WHAT TO PRODUCE ▸
How many lines in the rows below contain the string "rocky"? Reply with the count alone.

++++++++++

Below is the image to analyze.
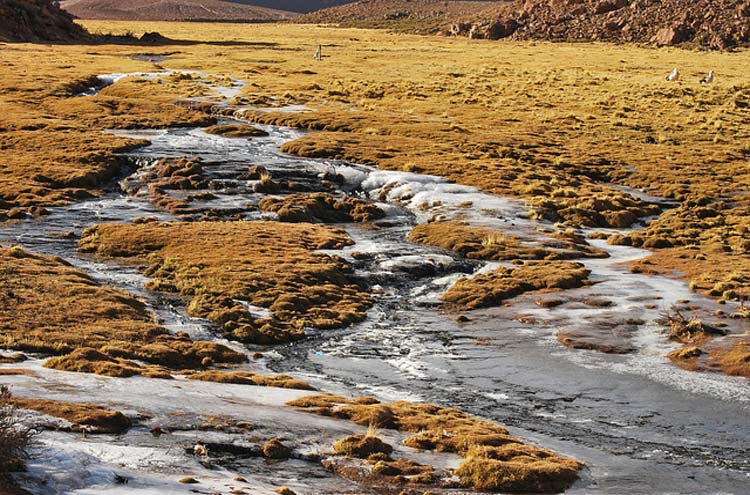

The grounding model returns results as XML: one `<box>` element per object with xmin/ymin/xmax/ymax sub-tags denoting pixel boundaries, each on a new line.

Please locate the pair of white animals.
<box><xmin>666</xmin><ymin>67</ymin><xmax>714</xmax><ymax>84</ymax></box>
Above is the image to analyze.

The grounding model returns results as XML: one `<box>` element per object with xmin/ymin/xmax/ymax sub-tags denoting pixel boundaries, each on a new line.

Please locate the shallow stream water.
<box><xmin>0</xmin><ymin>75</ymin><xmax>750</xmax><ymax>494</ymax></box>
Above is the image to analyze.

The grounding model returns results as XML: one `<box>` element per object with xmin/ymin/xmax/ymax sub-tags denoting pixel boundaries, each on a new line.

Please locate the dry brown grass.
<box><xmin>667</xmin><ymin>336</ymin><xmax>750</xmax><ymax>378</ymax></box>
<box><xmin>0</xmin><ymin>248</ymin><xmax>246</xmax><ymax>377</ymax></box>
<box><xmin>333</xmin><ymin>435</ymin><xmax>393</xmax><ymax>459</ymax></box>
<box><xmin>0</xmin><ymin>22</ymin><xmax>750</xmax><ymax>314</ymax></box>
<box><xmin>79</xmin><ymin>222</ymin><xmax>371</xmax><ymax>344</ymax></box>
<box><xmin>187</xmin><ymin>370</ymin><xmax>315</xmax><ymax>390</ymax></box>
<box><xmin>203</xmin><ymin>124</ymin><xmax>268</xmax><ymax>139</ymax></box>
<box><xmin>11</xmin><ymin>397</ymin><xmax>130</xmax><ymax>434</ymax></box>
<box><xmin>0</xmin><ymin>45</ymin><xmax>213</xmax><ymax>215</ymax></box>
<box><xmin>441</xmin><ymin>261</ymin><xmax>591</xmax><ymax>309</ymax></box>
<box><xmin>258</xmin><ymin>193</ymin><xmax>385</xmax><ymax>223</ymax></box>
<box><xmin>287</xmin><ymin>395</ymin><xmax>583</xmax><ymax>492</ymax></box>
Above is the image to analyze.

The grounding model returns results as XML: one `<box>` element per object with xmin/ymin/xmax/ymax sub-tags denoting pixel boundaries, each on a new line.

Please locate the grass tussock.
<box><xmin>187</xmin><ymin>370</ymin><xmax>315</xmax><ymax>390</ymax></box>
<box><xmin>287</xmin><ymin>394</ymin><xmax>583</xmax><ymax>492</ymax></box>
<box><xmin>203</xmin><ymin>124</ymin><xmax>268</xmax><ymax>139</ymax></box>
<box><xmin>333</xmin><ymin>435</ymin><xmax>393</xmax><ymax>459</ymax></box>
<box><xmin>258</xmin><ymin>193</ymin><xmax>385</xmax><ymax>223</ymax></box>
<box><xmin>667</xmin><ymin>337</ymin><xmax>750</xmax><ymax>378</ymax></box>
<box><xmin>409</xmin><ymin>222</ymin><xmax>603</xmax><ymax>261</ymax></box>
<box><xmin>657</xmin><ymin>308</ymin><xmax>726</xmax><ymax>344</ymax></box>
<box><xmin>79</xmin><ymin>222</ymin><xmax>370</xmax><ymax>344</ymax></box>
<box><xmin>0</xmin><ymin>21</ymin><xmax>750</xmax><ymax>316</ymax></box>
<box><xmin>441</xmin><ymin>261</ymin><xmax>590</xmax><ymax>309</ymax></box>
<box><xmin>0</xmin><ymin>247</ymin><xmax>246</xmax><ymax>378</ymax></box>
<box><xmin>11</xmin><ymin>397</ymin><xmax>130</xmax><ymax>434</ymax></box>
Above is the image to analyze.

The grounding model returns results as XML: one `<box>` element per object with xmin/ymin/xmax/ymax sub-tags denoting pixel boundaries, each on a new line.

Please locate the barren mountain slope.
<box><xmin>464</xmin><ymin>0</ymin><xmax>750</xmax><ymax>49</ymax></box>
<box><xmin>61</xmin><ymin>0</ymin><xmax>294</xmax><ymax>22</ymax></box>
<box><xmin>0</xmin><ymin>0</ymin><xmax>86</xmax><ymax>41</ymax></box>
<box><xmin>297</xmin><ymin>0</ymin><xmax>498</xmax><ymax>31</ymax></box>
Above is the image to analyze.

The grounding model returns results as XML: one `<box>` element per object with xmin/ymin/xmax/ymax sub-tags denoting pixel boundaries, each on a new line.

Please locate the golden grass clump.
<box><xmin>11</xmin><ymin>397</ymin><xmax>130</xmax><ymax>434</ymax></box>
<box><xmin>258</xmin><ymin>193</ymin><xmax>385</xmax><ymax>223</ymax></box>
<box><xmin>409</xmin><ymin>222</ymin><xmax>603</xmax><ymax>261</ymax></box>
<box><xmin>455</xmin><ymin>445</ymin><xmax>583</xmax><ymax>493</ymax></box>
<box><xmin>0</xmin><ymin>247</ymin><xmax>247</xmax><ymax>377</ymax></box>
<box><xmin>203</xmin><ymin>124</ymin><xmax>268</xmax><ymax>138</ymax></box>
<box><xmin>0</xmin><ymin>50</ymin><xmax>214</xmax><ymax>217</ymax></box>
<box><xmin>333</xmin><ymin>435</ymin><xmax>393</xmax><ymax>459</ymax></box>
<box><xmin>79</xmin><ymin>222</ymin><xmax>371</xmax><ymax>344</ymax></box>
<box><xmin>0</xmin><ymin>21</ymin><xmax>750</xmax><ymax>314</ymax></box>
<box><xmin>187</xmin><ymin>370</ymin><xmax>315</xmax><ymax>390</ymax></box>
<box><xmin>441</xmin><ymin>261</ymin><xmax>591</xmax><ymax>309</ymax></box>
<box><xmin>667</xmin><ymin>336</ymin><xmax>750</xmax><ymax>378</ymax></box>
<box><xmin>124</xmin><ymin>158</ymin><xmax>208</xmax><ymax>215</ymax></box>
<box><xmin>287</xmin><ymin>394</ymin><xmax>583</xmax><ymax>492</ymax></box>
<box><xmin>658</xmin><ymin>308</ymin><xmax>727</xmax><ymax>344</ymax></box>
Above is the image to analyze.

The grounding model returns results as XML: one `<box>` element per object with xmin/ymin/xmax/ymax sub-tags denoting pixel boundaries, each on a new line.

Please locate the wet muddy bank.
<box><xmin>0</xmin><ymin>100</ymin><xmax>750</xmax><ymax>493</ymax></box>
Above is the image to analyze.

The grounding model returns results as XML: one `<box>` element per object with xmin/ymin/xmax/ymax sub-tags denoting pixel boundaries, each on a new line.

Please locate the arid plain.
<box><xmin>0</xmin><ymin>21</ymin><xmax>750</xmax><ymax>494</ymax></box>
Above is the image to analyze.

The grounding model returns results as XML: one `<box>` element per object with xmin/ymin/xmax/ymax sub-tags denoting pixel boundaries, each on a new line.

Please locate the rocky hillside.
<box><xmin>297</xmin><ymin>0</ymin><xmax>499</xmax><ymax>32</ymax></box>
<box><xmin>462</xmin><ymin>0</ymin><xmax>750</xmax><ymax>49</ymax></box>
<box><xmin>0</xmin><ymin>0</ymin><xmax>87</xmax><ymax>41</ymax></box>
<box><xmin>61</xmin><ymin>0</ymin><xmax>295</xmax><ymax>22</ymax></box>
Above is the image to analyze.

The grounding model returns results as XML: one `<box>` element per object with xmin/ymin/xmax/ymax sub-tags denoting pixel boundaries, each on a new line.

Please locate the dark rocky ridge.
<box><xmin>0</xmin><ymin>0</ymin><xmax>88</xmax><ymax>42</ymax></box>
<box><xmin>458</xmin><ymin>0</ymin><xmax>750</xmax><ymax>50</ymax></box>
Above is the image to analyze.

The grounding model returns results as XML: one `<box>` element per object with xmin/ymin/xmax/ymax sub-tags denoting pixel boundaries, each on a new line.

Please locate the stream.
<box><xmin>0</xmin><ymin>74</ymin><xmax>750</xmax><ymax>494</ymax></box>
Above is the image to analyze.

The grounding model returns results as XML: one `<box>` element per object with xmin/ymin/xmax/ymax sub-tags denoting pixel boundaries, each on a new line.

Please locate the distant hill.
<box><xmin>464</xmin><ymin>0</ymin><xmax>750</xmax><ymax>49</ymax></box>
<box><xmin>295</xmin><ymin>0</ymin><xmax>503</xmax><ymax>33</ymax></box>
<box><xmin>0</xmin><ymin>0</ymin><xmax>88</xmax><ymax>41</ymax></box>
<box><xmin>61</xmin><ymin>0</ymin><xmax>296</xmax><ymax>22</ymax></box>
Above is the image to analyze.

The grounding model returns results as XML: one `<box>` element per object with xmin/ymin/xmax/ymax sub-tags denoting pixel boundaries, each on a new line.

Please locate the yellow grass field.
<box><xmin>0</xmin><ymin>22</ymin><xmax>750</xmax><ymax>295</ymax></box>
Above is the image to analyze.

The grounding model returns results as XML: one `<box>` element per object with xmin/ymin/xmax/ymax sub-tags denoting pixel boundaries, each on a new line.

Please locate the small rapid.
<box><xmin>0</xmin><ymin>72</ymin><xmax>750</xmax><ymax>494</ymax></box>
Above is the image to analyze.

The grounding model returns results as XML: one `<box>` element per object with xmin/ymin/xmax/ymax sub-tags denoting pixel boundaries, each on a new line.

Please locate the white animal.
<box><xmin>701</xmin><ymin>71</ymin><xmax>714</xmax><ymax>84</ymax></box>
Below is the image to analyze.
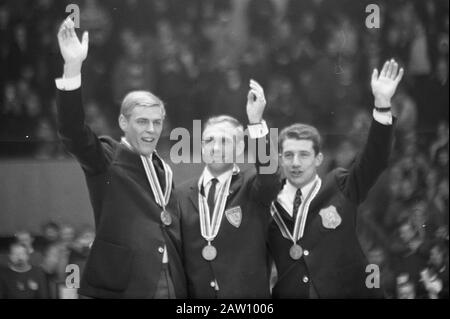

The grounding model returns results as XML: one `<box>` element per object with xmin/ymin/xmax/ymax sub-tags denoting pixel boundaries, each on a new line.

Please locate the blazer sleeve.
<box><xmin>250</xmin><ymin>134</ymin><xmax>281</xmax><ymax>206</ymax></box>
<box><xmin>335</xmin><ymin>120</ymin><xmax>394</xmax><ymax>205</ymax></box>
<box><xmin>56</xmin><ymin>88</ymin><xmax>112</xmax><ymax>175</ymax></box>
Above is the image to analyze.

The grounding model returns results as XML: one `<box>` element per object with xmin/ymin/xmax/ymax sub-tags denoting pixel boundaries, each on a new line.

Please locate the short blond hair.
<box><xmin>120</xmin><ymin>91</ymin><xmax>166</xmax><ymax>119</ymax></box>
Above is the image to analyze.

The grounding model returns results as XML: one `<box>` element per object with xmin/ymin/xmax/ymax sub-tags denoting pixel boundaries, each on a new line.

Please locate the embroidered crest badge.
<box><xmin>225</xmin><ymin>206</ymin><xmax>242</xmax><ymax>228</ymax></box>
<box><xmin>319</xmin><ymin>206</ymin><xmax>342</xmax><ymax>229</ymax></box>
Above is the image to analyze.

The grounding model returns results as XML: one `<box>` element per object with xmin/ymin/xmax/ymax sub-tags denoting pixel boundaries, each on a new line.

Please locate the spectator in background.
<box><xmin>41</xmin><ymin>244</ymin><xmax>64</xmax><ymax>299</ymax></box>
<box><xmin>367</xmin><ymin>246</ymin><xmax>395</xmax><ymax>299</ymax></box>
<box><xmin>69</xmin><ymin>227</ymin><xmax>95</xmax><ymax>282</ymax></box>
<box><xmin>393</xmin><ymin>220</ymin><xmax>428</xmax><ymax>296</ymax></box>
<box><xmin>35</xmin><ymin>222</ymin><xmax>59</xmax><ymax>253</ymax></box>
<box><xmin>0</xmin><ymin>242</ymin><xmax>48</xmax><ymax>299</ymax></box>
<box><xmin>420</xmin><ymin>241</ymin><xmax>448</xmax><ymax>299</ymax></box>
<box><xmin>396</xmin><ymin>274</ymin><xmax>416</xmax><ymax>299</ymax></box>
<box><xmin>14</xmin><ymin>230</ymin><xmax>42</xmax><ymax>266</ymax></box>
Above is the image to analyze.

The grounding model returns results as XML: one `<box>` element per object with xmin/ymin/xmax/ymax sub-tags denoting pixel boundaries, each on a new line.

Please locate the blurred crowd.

++++++++++

EXPECTED ANSWER ▸
2